- _THE TASK_: Output every entry exactly as written.

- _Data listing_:
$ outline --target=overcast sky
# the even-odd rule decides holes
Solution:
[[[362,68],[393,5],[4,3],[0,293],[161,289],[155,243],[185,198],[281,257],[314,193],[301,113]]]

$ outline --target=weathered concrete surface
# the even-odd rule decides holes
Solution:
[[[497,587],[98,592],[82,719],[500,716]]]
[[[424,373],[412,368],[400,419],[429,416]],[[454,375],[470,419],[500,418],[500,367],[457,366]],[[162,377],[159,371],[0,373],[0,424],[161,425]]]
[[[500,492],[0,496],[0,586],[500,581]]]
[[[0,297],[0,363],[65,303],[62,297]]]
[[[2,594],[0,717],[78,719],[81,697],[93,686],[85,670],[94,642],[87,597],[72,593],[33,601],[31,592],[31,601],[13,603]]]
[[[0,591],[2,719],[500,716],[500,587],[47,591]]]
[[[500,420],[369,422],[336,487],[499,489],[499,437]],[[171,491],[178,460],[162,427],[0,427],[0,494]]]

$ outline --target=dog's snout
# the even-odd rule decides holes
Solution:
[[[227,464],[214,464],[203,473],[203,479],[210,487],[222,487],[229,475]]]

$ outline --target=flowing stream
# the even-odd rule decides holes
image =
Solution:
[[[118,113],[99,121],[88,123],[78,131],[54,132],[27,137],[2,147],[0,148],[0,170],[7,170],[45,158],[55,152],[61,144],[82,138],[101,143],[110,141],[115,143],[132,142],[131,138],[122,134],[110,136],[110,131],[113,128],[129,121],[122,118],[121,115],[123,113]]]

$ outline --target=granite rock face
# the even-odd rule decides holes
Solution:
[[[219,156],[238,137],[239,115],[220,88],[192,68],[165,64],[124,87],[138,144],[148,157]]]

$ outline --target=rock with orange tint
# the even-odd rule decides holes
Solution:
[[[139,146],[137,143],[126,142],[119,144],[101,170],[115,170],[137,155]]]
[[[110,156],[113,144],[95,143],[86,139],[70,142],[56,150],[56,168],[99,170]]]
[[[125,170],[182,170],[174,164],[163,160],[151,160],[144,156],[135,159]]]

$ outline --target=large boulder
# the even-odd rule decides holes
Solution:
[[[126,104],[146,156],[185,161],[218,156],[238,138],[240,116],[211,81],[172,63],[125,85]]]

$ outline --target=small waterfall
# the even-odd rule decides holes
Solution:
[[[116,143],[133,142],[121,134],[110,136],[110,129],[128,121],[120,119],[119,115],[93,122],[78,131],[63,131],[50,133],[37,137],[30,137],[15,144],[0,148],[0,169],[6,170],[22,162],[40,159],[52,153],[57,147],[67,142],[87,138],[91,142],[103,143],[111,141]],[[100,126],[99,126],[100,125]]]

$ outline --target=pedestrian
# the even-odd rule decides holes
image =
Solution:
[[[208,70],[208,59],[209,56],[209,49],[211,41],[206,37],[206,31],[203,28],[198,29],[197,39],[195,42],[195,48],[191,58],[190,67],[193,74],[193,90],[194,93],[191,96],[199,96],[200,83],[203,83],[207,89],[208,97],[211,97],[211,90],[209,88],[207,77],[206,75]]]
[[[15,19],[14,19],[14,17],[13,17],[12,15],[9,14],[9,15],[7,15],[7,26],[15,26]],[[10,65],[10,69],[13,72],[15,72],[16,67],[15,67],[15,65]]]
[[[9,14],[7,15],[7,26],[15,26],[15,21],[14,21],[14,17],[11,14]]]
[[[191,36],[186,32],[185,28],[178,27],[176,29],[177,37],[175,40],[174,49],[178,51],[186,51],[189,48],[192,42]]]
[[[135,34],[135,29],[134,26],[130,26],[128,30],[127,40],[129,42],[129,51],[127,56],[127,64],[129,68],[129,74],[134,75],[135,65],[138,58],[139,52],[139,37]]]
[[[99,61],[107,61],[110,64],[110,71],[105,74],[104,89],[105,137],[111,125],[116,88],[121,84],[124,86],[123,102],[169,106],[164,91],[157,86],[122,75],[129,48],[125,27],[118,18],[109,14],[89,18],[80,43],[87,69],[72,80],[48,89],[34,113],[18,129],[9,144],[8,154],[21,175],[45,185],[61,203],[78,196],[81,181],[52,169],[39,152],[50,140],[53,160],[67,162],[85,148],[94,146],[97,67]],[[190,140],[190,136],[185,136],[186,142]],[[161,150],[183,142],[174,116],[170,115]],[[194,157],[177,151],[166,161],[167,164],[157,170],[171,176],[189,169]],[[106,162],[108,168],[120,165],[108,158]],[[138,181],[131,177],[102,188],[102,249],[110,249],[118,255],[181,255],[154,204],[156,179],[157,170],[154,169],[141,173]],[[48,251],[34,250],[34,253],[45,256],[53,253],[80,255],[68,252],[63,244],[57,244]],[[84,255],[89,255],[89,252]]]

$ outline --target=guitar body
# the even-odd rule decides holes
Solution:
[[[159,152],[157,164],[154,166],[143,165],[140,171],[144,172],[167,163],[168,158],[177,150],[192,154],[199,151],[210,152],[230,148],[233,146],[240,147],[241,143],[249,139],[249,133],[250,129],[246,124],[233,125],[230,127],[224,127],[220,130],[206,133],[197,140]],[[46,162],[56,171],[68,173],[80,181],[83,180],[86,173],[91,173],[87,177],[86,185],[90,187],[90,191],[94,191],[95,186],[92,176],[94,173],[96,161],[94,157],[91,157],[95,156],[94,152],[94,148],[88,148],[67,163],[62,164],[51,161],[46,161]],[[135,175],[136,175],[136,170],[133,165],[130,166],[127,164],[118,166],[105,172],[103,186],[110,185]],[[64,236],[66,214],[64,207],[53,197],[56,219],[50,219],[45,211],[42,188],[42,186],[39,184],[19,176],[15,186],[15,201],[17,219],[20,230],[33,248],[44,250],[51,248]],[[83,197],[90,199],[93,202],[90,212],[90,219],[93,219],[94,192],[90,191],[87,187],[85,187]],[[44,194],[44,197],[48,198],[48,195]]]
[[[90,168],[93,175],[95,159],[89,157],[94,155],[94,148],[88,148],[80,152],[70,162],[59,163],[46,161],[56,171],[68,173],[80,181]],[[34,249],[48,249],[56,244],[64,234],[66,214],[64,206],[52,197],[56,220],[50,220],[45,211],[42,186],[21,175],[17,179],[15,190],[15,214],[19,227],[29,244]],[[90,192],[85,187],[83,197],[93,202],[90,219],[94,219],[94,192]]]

- _EXPECTED ANSWER_:
$ outline --target=overcast sky
# the even-odd rule decides holes
Solution:
[[[362,68],[393,5],[4,3],[0,293],[161,289],[155,243],[185,198],[281,257],[314,193],[301,113]]]

$ outline --target=weathered concrete surface
# the even-odd rule decides holes
Solution:
[[[497,587],[98,592],[82,719],[500,716]]]
[[[424,373],[412,368],[400,419],[429,416]],[[454,375],[470,419],[500,418],[500,367],[457,366]],[[162,377],[159,371],[0,373],[0,424],[161,425]]]
[[[500,492],[0,496],[0,586],[500,581]]]
[[[0,297],[0,363],[65,303],[62,297]]]
[[[2,594],[0,717],[78,719],[81,697],[93,686],[85,670],[94,642],[87,597],[72,593],[33,601],[31,592],[31,601],[13,603]]]
[[[0,591],[2,719],[500,716],[500,587],[47,591]]]
[[[500,420],[369,422],[336,487],[499,489],[499,437]],[[171,491],[178,460],[162,427],[0,427],[0,494]]]

$ outline --target=dog's snout
# the even-odd rule decides holes
Solution:
[[[227,464],[214,464],[203,473],[203,479],[210,487],[222,487],[229,475]]]

$ outline --target=flowing stream
# the even-odd rule decides holes
image =
Solution:
[[[118,113],[99,121],[88,123],[78,131],[54,132],[27,137],[2,147],[0,148],[0,170],[7,170],[45,158],[55,152],[61,144],[82,138],[101,143],[110,141],[115,143],[132,142],[131,138],[122,134],[110,136],[110,131],[113,128],[129,121],[122,118],[121,115],[123,113]]]

$ outline --target=granite rock face
# the even-odd rule decides holes
Solution:
[[[219,156],[238,137],[239,115],[220,88],[192,68],[165,64],[124,87],[138,144],[148,157]]]

$ outline --target=rock with orange tint
# the even-odd rule decides holes
Solution:
[[[139,146],[137,143],[126,142],[119,144],[101,170],[115,170],[137,155]]]
[[[110,156],[113,144],[95,143],[86,139],[70,142],[56,150],[56,168],[99,170]]]
[[[125,170],[182,170],[174,164],[163,160],[151,160],[144,156],[135,159]]]

$ outline --target=large boulder
# the even-odd rule decides holes
Solution:
[[[126,104],[146,156],[185,161],[218,156],[238,138],[240,116],[211,81],[172,63],[125,85]]]

$ outline --target=small waterfall
# the even-odd rule decides holes
Solution:
[[[116,143],[133,142],[121,134],[110,136],[110,129],[128,121],[120,119],[119,115],[93,122],[78,131],[63,131],[50,133],[37,137],[30,137],[15,144],[0,148],[0,169],[6,170],[22,162],[40,159],[52,153],[57,147],[67,142],[87,138],[91,142],[103,143],[111,141]],[[100,126],[99,126],[100,125]]]

$ outline --target=pedestrian
# the even-odd rule decides holes
image =
Solution:
[[[208,70],[208,59],[209,56],[209,49],[211,41],[206,37],[206,31],[203,28],[198,29],[197,39],[195,42],[195,48],[191,58],[190,67],[193,74],[193,90],[194,93],[191,96],[199,96],[200,83],[203,83],[207,89],[208,97],[211,97],[211,90],[209,88],[207,77],[206,75]]]
[[[15,19],[14,19],[14,17],[13,17],[12,15],[9,14],[9,15],[7,15],[7,26],[15,26]],[[10,65],[10,69],[13,72],[15,72],[16,67],[15,67],[15,65]]]
[[[9,14],[7,15],[7,26],[15,26],[15,21],[14,21],[14,17],[11,14]]]
[[[191,36],[186,32],[185,28],[178,27],[176,29],[177,37],[175,40],[174,49],[178,51],[186,51],[189,48],[192,42]]]
[[[135,34],[135,29],[134,26],[130,26],[128,30],[127,40],[129,42],[129,51],[127,56],[127,64],[129,68],[129,74],[134,75],[135,65],[138,58],[139,52],[139,37]]]
[[[99,61],[107,61],[110,64],[110,71],[105,74],[104,89],[105,137],[111,125],[116,88],[121,84],[124,86],[123,102],[169,106],[164,91],[157,86],[122,75],[129,48],[125,27],[118,18],[109,14],[89,18],[80,43],[87,69],[72,80],[48,89],[34,113],[18,129],[9,144],[8,154],[21,175],[45,185],[61,203],[78,196],[81,181],[52,169],[39,152],[50,140],[53,160],[67,162],[85,148],[94,146],[97,67]],[[190,140],[190,136],[185,136],[186,142]],[[161,150],[183,142],[174,116],[170,115]],[[194,157],[177,151],[166,161],[167,164],[157,170],[171,176],[189,169]],[[106,162],[108,168],[120,165],[108,158]],[[138,181],[131,177],[102,188],[102,249],[110,249],[118,255],[181,255],[154,204],[156,179],[157,170],[154,169],[141,173]],[[48,251],[34,250],[34,253],[45,256],[53,253],[80,255],[68,252],[63,244],[57,244]],[[84,255],[89,255],[89,252]]]

$ outline --target=guitar body
# the even-odd rule decides holes
Solution:
[[[159,152],[157,164],[154,166],[143,165],[140,171],[144,172],[167,163],[168,158],[177,150],[192,154],[199,151],[210,152],[230,148],[233,146],[240,147],[241,143],[249,139],[249,133],[250,129],[246,124],[233,125],[230,127],[224,127],[220,130],[206,133],[197,140]],[[46,162],[56,171],[68,173],[80,181],[83,180],[86,173],[91,173],[87,177],[86,185],[90,187],[90,191],[94,191],[95,186],[92,176],[94,173],[96,161],[94,157],[91,157],[95,156],[94,152],[94,148],[88,148],[67,163],[62,164],[51,161],[46,161]],[[135,175],[136,175],[136,170],[133,165],[130,166],[127,164],[118,166],[105,172],[103,186],[110,185]],[[64,236],[66,214],[64,207],[53,197],[56,219],[50,219],[45,211],[42,188],[42,186],[39,184],[19,176],[15,186],[15,201],[17,219],[20,230],[33,248],[44,250],[51,248]],[[83,197],[90,199],[93,202],[90,212],[90,219],[93,219],[94,192],[90,191],[87,187],[85,187]],[[44,194],[44,197],[48,198],[48,195]]]
[[[90,168],[93,175],[95,159],[89,157],[94,155],[94,148],[88,148],[80,152],[70,162],[59,163],[46,161],[56,171],[68,173],[80,181]],[[34,249],[48,249],[56,244],[64,234],[66,214],[64,206],[52,197],[56,220],[50,220],[45,211],[42,186],[21,175],[17,179],[15,190],[15,214],[19,227],[29,244]],[[90,192],[85,187],[83,197],[93,202],[90,219],[94,219],[94,192]]]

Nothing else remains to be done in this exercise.